SET TASK ->
Which lines in the items below contain the string "water", with uppercase and lowercase treated as different? Copy out each of those lines.

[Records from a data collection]
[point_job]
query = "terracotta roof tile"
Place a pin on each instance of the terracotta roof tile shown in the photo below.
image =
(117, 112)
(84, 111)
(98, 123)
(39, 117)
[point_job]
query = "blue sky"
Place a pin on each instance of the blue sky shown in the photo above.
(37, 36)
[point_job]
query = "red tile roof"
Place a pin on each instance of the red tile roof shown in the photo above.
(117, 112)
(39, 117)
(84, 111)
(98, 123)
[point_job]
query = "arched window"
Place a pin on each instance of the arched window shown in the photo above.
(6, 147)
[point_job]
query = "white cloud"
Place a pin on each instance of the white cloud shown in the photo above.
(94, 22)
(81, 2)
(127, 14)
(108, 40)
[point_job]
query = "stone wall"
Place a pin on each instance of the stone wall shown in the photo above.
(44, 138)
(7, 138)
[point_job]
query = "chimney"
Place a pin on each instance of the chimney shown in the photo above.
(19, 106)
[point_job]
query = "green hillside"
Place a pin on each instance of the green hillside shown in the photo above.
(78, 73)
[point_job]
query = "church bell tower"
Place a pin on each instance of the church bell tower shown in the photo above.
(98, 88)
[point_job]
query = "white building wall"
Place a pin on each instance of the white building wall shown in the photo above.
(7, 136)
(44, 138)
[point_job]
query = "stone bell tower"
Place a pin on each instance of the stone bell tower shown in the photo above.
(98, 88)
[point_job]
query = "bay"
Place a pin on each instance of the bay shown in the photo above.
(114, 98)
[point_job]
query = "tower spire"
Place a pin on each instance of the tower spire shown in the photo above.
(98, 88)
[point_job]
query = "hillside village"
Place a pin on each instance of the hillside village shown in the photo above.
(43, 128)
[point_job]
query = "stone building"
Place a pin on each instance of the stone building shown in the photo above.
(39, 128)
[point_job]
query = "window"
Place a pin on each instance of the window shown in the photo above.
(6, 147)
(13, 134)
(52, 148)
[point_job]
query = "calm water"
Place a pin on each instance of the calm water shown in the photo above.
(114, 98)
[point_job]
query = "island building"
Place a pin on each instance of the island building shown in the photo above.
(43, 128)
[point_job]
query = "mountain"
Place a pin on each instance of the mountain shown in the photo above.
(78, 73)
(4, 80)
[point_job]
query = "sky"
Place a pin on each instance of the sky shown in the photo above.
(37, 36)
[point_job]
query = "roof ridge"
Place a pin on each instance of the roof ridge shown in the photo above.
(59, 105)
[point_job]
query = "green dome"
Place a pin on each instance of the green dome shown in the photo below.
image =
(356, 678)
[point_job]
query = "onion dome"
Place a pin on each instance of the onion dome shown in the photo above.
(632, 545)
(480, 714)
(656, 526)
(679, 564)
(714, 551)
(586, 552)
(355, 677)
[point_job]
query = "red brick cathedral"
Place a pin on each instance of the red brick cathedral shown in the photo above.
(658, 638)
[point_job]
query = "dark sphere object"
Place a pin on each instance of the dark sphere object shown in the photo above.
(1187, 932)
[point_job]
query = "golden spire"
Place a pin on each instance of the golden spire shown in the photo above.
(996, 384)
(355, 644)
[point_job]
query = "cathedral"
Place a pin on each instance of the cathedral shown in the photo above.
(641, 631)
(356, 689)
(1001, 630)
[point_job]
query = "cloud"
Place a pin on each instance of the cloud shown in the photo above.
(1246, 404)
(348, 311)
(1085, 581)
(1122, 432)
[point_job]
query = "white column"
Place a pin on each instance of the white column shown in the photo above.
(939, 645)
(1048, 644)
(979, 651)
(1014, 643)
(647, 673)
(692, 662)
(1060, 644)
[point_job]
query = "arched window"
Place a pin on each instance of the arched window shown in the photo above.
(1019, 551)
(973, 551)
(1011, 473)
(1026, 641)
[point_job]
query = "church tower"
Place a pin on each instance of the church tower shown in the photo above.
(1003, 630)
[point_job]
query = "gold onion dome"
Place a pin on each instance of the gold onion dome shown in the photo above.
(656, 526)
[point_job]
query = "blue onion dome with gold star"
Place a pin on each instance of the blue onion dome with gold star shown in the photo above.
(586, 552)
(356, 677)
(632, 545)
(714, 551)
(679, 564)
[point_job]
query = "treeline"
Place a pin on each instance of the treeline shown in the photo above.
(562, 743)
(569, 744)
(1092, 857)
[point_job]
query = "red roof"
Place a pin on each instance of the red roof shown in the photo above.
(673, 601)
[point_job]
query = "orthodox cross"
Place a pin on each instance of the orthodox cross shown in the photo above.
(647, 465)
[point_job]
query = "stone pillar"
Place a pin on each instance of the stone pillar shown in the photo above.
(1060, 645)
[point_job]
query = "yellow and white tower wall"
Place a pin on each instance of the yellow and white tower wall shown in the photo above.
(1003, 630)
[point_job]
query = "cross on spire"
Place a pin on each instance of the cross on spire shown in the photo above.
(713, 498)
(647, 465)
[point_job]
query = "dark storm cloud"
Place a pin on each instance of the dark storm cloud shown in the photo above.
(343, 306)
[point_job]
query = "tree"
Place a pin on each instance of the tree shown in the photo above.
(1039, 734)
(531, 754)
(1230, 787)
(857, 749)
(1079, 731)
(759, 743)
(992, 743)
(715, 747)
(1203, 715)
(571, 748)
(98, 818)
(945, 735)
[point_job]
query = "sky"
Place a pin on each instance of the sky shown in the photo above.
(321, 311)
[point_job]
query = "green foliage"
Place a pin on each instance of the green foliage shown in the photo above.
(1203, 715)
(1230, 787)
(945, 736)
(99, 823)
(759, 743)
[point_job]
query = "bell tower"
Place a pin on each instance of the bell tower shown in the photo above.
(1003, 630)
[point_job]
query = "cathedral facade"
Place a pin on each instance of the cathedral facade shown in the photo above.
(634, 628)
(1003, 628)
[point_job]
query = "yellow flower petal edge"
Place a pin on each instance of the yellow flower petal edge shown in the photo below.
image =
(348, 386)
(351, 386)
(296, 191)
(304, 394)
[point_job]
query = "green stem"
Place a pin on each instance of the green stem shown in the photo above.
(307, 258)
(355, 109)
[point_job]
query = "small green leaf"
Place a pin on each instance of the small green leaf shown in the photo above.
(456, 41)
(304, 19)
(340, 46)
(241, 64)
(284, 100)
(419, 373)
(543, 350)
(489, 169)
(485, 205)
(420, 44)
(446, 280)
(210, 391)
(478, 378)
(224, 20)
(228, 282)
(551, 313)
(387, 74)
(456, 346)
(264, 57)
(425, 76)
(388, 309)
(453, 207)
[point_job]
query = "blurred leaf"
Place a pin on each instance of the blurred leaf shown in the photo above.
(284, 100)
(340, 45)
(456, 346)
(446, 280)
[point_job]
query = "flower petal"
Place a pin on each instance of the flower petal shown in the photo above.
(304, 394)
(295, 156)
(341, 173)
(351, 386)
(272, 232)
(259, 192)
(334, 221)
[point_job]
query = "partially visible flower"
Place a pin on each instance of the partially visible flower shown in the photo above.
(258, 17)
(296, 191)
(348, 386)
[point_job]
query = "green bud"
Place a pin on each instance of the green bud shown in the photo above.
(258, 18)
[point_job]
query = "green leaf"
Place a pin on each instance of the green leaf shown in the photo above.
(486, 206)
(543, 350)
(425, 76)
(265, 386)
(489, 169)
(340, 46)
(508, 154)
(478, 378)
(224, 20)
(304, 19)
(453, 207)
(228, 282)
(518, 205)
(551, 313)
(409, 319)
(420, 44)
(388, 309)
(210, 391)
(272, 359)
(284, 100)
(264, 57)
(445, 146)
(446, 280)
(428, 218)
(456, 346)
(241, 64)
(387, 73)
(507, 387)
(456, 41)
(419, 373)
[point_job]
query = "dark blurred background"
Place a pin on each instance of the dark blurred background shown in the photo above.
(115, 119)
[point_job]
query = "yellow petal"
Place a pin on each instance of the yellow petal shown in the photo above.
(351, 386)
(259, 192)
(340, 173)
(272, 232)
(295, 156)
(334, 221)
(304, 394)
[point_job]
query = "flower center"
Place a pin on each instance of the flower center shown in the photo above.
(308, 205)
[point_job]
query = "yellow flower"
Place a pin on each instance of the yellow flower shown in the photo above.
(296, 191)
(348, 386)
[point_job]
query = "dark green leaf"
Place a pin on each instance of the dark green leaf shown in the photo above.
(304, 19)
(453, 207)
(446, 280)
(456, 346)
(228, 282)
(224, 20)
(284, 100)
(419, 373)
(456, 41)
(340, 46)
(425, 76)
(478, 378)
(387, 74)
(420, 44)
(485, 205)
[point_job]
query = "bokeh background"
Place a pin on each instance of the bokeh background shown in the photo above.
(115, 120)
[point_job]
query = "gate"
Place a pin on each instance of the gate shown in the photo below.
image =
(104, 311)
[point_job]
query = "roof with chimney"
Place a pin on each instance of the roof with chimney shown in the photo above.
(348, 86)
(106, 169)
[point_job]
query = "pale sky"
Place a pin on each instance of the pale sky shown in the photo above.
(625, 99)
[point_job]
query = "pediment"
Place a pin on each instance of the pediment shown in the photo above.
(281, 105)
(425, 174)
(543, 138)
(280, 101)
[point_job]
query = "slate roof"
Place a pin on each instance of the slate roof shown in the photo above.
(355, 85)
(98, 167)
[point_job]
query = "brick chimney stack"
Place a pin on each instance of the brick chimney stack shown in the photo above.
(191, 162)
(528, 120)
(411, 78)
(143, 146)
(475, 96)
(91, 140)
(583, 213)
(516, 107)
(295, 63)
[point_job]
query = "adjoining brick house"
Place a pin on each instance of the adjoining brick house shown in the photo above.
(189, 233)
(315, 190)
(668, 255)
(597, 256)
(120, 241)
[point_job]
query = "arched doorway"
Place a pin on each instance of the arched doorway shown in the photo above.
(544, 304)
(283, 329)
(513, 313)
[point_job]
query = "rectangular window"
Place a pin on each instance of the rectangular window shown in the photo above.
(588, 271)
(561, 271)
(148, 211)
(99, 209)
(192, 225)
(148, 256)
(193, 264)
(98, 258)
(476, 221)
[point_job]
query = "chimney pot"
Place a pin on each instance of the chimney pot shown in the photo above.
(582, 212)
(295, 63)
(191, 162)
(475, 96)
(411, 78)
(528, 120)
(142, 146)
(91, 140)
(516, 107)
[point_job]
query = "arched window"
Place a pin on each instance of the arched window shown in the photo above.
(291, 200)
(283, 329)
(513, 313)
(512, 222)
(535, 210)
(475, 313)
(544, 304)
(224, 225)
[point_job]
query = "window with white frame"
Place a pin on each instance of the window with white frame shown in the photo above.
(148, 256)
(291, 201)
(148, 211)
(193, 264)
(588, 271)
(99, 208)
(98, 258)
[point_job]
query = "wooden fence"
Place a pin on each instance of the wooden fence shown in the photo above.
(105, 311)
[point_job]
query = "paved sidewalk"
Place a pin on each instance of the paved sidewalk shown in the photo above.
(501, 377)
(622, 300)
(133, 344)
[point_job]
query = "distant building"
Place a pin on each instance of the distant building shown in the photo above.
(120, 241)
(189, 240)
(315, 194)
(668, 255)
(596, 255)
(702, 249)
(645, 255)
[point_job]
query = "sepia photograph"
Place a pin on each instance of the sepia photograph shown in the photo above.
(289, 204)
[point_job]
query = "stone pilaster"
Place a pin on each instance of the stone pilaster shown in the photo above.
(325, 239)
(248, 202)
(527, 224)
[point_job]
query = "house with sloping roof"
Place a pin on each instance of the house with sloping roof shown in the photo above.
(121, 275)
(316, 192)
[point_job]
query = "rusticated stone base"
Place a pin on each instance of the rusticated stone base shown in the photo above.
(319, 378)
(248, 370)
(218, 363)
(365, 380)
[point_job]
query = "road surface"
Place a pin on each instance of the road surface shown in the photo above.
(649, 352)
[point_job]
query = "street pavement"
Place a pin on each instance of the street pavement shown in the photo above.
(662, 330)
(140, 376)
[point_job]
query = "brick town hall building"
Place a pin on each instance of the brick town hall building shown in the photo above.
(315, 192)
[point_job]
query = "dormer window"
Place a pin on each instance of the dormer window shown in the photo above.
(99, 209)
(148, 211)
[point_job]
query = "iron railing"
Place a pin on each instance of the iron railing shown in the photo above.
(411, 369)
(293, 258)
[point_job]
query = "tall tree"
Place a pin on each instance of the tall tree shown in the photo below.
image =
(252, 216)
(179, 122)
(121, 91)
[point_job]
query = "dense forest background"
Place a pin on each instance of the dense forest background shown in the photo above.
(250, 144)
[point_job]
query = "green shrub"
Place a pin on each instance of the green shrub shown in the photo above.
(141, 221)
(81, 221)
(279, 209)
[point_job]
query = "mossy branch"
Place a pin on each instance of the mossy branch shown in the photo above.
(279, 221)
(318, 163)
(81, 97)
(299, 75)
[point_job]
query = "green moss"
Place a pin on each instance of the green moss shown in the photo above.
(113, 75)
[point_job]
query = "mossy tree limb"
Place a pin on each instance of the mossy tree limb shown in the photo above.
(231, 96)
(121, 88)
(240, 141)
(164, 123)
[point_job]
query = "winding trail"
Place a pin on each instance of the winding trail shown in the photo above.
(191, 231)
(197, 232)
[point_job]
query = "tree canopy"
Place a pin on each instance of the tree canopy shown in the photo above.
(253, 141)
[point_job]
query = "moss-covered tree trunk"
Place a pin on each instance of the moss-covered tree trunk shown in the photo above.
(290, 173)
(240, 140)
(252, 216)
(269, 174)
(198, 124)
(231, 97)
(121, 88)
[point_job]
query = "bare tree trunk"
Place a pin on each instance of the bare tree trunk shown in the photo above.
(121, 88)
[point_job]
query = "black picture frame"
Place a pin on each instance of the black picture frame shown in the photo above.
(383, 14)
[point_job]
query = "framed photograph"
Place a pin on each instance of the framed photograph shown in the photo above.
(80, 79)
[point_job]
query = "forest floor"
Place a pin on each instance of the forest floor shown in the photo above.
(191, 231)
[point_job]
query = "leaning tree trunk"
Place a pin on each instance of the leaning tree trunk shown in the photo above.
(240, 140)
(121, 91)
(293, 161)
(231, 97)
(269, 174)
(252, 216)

ANSWER TO THE TASK ->
query = "calm water"
Place a pin on each instance of the calm water shown in the photo above.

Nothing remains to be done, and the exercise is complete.